WHAT THE EXERCISE ASKS:
For every line in the material, produce an exact copy.
BEGIN AVAILABLE RECORDS
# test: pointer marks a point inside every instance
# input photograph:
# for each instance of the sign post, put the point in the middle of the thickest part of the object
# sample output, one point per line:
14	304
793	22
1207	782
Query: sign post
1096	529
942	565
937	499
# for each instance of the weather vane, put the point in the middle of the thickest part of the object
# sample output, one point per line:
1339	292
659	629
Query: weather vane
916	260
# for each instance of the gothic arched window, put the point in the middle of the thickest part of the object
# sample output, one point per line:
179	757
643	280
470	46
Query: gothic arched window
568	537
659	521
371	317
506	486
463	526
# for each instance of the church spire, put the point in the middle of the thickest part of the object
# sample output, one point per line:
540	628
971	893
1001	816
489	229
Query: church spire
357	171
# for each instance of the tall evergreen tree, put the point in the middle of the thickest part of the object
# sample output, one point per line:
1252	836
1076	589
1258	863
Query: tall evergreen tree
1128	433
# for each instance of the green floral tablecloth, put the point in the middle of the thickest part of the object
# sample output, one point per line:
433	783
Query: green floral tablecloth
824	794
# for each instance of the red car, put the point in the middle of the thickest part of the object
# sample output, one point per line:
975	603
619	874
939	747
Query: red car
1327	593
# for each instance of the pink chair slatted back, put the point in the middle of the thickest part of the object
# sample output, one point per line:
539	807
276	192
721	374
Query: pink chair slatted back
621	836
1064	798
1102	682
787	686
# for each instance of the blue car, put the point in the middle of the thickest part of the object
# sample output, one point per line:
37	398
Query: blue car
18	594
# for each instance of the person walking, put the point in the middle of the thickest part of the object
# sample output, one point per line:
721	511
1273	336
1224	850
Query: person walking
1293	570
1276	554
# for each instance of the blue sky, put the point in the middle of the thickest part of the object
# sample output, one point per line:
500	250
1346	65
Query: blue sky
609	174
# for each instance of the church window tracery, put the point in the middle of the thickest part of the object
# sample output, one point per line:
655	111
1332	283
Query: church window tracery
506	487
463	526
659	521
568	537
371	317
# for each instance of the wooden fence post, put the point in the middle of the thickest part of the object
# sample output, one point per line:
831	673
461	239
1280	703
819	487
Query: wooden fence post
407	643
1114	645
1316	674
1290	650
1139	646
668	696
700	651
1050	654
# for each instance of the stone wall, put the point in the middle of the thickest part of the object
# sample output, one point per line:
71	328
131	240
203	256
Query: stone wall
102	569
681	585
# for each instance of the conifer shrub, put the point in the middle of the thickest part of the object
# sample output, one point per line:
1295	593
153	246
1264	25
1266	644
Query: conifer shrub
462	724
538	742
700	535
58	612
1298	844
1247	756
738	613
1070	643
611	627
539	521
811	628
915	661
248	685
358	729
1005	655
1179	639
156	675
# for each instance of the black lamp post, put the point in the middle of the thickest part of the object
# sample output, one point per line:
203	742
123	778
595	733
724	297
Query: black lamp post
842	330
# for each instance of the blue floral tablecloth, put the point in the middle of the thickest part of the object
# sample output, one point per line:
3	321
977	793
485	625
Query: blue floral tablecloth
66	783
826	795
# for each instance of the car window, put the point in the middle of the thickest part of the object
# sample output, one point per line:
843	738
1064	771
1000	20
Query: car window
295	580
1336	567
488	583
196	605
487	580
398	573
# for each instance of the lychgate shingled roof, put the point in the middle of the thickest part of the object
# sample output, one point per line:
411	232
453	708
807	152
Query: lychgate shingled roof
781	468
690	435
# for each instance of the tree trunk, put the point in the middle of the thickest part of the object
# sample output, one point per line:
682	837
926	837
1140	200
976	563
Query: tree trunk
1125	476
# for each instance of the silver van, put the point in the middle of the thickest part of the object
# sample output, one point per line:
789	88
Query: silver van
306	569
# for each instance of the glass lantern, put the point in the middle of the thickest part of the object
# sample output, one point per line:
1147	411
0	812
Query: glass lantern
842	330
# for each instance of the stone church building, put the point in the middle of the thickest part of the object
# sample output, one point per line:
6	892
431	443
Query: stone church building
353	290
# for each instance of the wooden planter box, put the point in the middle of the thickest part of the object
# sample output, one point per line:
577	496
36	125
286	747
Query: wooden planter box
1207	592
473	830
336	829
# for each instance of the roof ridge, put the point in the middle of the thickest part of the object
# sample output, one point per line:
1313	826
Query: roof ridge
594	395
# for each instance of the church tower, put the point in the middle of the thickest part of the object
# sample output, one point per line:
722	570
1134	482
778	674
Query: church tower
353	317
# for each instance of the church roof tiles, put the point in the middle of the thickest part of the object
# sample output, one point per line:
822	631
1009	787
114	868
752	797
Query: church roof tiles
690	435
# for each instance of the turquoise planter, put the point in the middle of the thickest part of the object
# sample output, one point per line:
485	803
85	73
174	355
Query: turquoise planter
END AVAILABLE RECORDS
TASK SOLUTION:
# test: pointer marks a point inside every instance
# input photograph:
# for each instance of the sign post, put the point in the middle of the thickest part of the object
# sample output, one point per line:
14	304
793	22
1207	782
Query: sign post
1096	529
942	565
937	499
# for each instance of the weather vane, put the point in the middle of the thickest part of the object
# sample output, one point per line:
1339	292
659	629
Query: weather vane
916	260
# for each instance of the gothic arched window, put the point in the middle of the thickest part of the object
# sample output, one point per line:
179	757
643	280
470	46
Query: gothic arched window
568	537
659	521
371	317
506	486
463	526
# for each instance of the church spire, put the point in the middle of the thickest part of the object
# sample output, one point per line:
540	628
971	893
1001	816
489	229
Query: church spire
357	171
# for each instance of the tall evergreen tree, put the point in the middle of the thickest part of the object
# sample output, one point per line:
1252	836
1076	589
1258	863
Query: tall evergreen tree
1128	433
# for each instance of the green floral tablecloth, put the point in the middle of the thickest part of the object
# sample output, one point per line:
433	783
Query: green floral tablecloth
824	794
# for each instance of the red car, put the point in the middle of the thickest part of the object
# sample output, one point per line:
975	603
619	874
939	747
Query: red car
1327	593
# for each instance of the pink chair slatted back, put the point in the middle of the thickest part of the object
# sample output, one point per line:
539	807
276	192
721	374
Query: pink chair slatted back
621	836
1064	798
1102	682
787	686
# for each instance of the blue car, put the point in the middle of the thickest part of the object
# sample output, one point per line:
37	398
Query: blue car
18	594
# for each instance of the person walking, put the point in the middle of the thickest part of the object
# sample output, one point per line:
721	511
1273	336
1224	850
Query: person walking
1293	570
1276	554
# for each instance of the blue sky, put the point in the middle of the thickest part of the object
# sample output, one point per line:
500	250
1346	65
Query: blue sky
609	174
# for each instance of the church window tracery, put the point in the middle of the thickest part of the object
# sample output, one point per line:
655	111
1332	283
Query: church window tracery
506	487
463	526
659	521
568	537
371	317
# for each instance of the wooden fence post, put the point in the middle of the thickest part of the object
# sample output, one point per line:
831	673
461	239
1280	703
819	487
Query: wooden fence post
407	643
1114	645
1316	674
1290	650
1139	646
668	696
700	651
1050	654
# for each instance of the stone wall, put the point in the middle of the thickest part of the object
# sample output, one point per line:
71	328
131	240
203	256
Query: stone wall
102	569
681	585
# for each instance of the conifer shrub, put the point in the middle of the thickest part of the object
# sample output, one point per line:
1295	593
153	246
1264	25
1266	644
Query: conifer shrub
462	724
538	742
700	535
58	612
1298	844
1247	756
738	613
1070	643
611	627
539	521
811	628
915	661
248	685
358	729
1005	655
1179	639
156	675
# for each instance of the black lamp post, put the point in the middle of the thickest part of the object
# sample output, one point per line:
203	742
123	778
595	733
724	297
Query: black lamp post
842	330
# for each instance of the blue floral tablecloth, put the point in the middle of the thickest part of the object
# sample output, one point per line:
3	321
977	793
485	625
Query: blue floral tablecloth
66	783
826	795
# for each instance of the car window, put the point in the middle of the thickest part of the object
# sample output, one point per line:
843	738
1064	771
1000	20
Query: car window
295	580
1336	567
488	583
196	605
487	580
398	573
# for each instance of the lychgate shingled roof, put the point in the middle of the thickest part of the object
# sample output, one point per line:
411	232
453	708
807	152
Query: lychgate shingled roof
781	468
690	435
# for each instance of the tree trunk, put the point in the middle of the thickest part of the object
# sample output, one point per line:
682	837
926	837
1140	200
976	563
Query: tree trunk
1125	476
# for each instance of the silver van, put the point in the middle of the thickest part of the object
# sample output, one point per line:
789	88
Query: silver van
306	569
# for each instance of the glass lantern, put the point in the middle of the thickest part of the object
# sample output, one point per line:
1147	411
0	812
Query: glass lantern
842	330
# for each instance of the stone church building, put the point in the middle of the thickest part of the object
# sample output, one point per line:
6	892
431	443
Query: stone church building
353	290
# for each instance of the wooden planter box, put the point in the middle of the thickest part of the object
# sample output, one point per line:
577	496
36	125
286	747
Query: wooden planter box
1207	592
473	830
336	829
# for each instance of the roof ridge, put the point in the middle of the thickest part of the object
# sample output, one point per line:
1313	826
Query: roof ridge
594	395
# for each instance of the church tower, put the point in the middle of the thickest part of the object
# sample output, one point per line:
722	570
1134	482
778	674
Query: church tower
353	317
# for each instance of the church roof tiles, put the point in the middle of the thickest part of the object
# sample output, one point per line:
822	631
1009	787
114	868
752	797
Query: church roof tiles
690	435
# for each instance of the turquoise planter, put the point in the middle of the thickest part of the object
# sample output, one point per line:
485	803
85	73
174	355
Query: turquoise planter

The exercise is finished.